**** Passage to read ****
To understand why, you must implement a microsurvey on the undo action. For example, when a user reverses a scheduling change, a simple prompt can ask: “Wrong time? Wrong person? Or did you just want to do it yourself?” Allowing the user to click on the option that best corresponds to their reasoning.

4. Time to Resolution After an Error
This metric measures the duration it takes for a user to correct an error made by the AI or for the AI system itself to recover from an erroneous state. A short time to resolution indicates an efficient and user-friendly error recovery process, which can mitigate user frustration and maintain productivity. This includes the ease of identifying the error, the accessibility of undo or correction mechanisms, and the clarity of error messages provided by the AI.

Collecting these metrics requires instrumenting your system to track Agent Action IDs. Every distinct action the agent takes, such as proposing a schedule or booking a flight, must generate a unique ID that persists in the logs. To measure the Intervention Rate, we do not look for an immediate user reaction. We look for the absence of a counter-action within a defined window. If an Action ID is generated at 9:00 AM and no human user modifies or reverts that specific ID by 9:00 AM the next day, the system logically tags it as Accepted. This allows us to quantify success based on user silence rather than active confirmation.

For Rollback Rates, raw counts are insufficient because they lack context. To capture the underlying reason, you must implement intercept logic on your application’s Undo or Revert functions. When a user reverses an agent-initiated action, trigger a lightweight microsurvey. This can be a simple three-option modal asking the user to categorize the error as factually incorrect, lacking context, or a simple preference to handle the task manually. This combines quantitative telemetry with qualitative insight. It enables engineering teams to distinguish between a broken algorithm and a user preference mismatch.

These metrics, when tracked consistently and analyzed holistically, provide a robust framework for evaluating the performance of agentic AI systems, allowing for continuous improvement in control, consent, and accountability.

Designing Against Deception

As agents become increasingly capable, we face a new risk: Agentic Sludge. Traditional sludge creates friction that makes it hard to cancel a subscription or delete an account. Agentic sludge acts in reverse. It removes friction to a fault, making it too easy for a user to agree to an action that benefits the business rather than their own interests.

Consider an agent assisting with travel booking. Without clear guardrails, the system might prioritize a partner airline or a higher-margin hotel. It presents this choice as the optimal path. The user, trusting the system’s authority, accepts the recommendation without scrutiny. This creates a deceptive pattern where the system optimizes for revenue under the guise of convenience.
****
• Short problem 1: Reproduce the records from the line containing "Practice step: find the seat" through the end of the records, inclusive.
The passage on agentic AI metrics has no connection to the records.
**** Records to process ****
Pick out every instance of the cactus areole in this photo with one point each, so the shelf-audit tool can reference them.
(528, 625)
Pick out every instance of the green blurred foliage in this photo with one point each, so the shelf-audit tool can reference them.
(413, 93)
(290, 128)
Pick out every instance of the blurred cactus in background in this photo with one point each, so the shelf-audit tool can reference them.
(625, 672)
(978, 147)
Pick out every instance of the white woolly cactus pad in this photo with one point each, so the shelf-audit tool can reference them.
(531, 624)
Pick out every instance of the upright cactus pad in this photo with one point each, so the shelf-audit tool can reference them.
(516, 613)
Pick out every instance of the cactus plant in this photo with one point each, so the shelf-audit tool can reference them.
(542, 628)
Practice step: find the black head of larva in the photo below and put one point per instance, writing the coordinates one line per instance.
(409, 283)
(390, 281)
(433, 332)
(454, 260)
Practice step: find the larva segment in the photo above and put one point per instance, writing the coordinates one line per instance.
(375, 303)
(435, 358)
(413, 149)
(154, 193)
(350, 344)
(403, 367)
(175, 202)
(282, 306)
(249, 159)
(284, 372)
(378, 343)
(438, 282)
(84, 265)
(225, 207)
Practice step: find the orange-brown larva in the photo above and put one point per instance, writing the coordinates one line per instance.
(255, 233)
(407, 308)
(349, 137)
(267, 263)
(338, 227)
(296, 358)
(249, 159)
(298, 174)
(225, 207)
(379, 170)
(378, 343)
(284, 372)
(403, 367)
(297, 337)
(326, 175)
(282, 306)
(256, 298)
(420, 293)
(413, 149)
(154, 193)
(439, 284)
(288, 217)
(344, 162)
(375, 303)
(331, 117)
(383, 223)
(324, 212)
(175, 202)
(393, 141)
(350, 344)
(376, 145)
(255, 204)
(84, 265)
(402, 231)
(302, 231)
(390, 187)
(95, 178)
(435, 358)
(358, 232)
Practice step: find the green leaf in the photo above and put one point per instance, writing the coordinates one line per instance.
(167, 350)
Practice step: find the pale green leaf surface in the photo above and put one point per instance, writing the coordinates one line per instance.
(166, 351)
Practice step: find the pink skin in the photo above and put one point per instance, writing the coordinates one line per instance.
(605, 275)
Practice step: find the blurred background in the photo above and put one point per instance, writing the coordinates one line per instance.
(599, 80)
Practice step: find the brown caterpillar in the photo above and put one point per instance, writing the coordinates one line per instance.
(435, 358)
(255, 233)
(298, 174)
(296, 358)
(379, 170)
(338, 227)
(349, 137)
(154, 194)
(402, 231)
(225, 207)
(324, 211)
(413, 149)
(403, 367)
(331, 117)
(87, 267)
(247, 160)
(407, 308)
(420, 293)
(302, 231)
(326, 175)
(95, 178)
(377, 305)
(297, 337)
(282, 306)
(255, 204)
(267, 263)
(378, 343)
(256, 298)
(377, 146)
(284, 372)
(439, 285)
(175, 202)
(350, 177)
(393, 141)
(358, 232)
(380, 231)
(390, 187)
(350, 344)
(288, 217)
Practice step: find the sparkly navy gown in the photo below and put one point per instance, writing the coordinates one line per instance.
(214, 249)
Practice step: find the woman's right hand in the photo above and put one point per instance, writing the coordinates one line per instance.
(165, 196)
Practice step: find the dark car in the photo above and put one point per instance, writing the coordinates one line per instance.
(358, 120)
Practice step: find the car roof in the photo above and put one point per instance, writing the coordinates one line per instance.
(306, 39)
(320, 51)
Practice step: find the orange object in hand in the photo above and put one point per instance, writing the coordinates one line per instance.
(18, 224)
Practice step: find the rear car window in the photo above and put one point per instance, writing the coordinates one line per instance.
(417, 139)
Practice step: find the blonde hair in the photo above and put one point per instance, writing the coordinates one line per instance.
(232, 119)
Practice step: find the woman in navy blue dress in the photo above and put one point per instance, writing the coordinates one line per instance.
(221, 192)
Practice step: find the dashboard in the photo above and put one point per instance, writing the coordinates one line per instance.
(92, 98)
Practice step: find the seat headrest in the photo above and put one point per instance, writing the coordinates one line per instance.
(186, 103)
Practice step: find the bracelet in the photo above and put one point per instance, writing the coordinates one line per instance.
****
• Short problem 2: In the passage on agentic AI metrics, what three categories does the rollback microsurvey offer for classifying the error?

• Complete output 1:
Practice step: find the seat headrest in the photo above and put one point per instance, writing the coordinates one line per instance.
(186, 103)
Practice step: find the bracelet in the photo above and put one point per instance, writing the coordinates one line per instance.

• Complete output 2: Factually incorrect, lacking context, or a simple preference to handle the task manually.